• Text section
↓

Saturday, November 17, 2007

Putin reneges

From DEBKAfile November 16, 2007:

In a dramatic reverse swing, Putin decides to send uranium to fuel Iran’s atomic power station in Bushehr

The Russian president Vladimir Putin indicated Friday that Moscow would send uranium to Iran’s atomic reactor in Bushehr (a reactor unconnected with Iran’s suspect military program) ....

... by this step, Moscow has backed away from the commitments Putin gave President Bush and Israeli prime minister Olmert, after his mid-October talks with Iranian leaders in Tehran broke down in discord. He then promised to withhold the fuel from the Bushehr reactor and indeed pulled all the Russian staff out before they had completed work on the project’s final stages.

Olmert received Putin’s commitment to withhold the uranium fuel from Iran when they met in the Kremlin on Oct. 18 and passed it on to President Bush and later to French president Nicolas Sarkozy and British premier Gordon Brown in special trips he made to Paris and London. The Israeli prime minister announced then that Israel had a true friend in the Russian leader. He is deeply embarrassed by Putin’s about-face.

It also bodes ill for the third round of sanctions, for which the Bush administration is pushing at the UN Security Council, where Russian holds a veto, now that the nuclear watchdog confirmed in its latest report Nov. 15 that Iran had not given up uranium enrichment.

↑

• Exercise requirements
1/ Rewrite the Putin article from "The Russian president" up to and including "project’s final stages.", putting "the Kremlin" in place of "Moscow".
2/ Carry on the Putin article from the point where it stops.
The records below have no connection to the Putin article.

• Data supplied
↓

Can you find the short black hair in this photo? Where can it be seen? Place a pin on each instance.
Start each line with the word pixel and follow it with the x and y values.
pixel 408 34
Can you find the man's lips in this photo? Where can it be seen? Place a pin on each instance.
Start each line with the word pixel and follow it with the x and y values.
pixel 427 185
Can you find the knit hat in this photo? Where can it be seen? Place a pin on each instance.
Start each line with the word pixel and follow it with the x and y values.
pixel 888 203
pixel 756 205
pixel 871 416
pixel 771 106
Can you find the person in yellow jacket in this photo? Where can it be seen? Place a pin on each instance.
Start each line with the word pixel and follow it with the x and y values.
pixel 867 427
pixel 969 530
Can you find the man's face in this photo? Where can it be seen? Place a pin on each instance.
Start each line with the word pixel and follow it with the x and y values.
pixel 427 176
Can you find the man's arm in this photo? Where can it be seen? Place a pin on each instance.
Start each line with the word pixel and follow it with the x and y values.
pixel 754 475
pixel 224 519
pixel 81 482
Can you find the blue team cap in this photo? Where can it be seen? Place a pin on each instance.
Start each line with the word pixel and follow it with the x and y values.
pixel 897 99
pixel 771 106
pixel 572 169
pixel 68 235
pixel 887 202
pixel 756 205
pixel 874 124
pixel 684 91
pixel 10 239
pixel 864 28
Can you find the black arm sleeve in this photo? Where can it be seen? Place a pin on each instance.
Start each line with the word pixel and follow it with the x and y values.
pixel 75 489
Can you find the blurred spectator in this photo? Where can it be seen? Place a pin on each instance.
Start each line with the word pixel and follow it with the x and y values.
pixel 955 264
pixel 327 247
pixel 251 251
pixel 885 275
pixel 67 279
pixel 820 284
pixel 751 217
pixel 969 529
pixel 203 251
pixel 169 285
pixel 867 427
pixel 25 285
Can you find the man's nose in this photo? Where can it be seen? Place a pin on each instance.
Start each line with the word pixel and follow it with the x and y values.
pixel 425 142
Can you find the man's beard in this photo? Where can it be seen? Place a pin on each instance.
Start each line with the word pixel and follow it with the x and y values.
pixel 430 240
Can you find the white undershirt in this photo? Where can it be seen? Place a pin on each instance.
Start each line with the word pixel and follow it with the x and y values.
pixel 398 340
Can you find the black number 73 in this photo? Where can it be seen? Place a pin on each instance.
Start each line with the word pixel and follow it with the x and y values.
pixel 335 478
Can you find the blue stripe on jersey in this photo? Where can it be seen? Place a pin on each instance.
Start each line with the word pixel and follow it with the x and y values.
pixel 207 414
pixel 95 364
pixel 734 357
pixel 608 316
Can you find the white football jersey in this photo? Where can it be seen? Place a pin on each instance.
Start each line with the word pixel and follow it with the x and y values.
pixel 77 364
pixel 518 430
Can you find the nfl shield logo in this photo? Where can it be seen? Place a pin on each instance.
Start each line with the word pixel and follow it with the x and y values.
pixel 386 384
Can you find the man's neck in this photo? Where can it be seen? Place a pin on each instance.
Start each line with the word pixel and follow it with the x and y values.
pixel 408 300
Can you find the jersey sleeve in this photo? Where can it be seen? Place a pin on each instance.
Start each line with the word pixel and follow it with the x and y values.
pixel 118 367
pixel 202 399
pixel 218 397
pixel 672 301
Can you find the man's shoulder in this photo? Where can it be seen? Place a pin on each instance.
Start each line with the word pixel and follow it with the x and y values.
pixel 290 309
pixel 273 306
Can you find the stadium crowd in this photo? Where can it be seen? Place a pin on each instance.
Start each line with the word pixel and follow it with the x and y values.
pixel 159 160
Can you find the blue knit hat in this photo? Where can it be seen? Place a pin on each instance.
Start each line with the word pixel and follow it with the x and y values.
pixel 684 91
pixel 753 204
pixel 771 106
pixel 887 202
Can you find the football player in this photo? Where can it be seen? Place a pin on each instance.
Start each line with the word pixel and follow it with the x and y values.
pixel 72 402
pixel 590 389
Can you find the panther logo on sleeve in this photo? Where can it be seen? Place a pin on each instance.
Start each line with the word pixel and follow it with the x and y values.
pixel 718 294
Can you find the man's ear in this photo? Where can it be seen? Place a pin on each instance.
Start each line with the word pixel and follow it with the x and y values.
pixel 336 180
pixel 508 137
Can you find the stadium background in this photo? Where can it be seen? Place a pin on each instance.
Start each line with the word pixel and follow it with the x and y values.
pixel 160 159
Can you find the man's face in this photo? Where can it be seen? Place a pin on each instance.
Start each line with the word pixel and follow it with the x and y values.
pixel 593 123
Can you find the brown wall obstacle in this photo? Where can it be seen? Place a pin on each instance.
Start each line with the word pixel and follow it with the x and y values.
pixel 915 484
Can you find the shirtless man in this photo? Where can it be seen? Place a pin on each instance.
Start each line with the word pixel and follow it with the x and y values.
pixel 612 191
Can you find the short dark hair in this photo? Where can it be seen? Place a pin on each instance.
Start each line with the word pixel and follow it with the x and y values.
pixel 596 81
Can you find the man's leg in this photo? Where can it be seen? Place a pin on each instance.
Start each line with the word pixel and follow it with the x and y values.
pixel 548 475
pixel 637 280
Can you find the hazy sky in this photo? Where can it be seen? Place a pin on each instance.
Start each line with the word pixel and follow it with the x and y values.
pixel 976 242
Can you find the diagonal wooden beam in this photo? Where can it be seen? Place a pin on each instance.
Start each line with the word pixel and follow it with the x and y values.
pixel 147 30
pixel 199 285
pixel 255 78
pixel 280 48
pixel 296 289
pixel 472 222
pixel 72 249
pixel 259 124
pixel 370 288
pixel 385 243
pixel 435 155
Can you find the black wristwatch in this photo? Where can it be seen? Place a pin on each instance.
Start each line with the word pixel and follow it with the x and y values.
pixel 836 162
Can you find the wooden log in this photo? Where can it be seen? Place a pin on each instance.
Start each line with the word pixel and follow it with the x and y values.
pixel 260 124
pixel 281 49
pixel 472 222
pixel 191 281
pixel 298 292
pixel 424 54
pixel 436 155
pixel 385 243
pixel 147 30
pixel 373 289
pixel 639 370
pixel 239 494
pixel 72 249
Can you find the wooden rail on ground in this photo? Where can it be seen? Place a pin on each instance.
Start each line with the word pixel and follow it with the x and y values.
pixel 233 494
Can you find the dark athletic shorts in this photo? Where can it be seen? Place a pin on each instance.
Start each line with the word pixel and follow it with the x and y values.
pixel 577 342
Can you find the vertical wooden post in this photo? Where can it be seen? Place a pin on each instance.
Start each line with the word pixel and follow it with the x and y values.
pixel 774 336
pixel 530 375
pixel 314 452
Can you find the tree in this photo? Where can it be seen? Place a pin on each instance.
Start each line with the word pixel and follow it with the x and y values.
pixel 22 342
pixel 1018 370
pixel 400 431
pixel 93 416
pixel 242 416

↑

• Responses by task
1/
The Russian president Vladimir Putin indicated Friday that the Kremlin would send uranium to Iran’s atomic reactor in Bushehr (a reactor unconnected with Iran’s suspect military program) ....

... by this step, the Kremlin has backed away from the commitments Putin gave President Bush and Israeli prime minister Olmert, after his mid-October talks with Iranian leaders in Tehran broke down in discord. He then promised to withhold the fuel from the Bushehr reactor and indeed pulled all the Russian staff out before they had completed work on the project’s final stages.

2/
DEBKAfile’s Moscow sources report that the Russian president has reverted to his previous tactic of broadcasting to Muslim nations a message that Moscow has its own agenda and is willing, unlike Washington, to help them develop their nuclear programs.

The question mark hanging over UN sanctions also affects the decision on military action against Iran’s suspect military nuclear facilities, which President Bush had put on a back burner under the influence of Putin’s breach with Tehran. There was a brief thaw in the tense relations between Washington and Moscow and signs of a new willingness for compromise on both sides on such matters as the US plan to deploy anti-missile systems in East Europe.

The month-long détente was abruptly curtailed Friday, Nov. 16, with Moscow’s decision to let Iran have the uranium to fuel its Bushehr reactor six months before its scheduled start-up. The step was gladly welcomed in Tehran.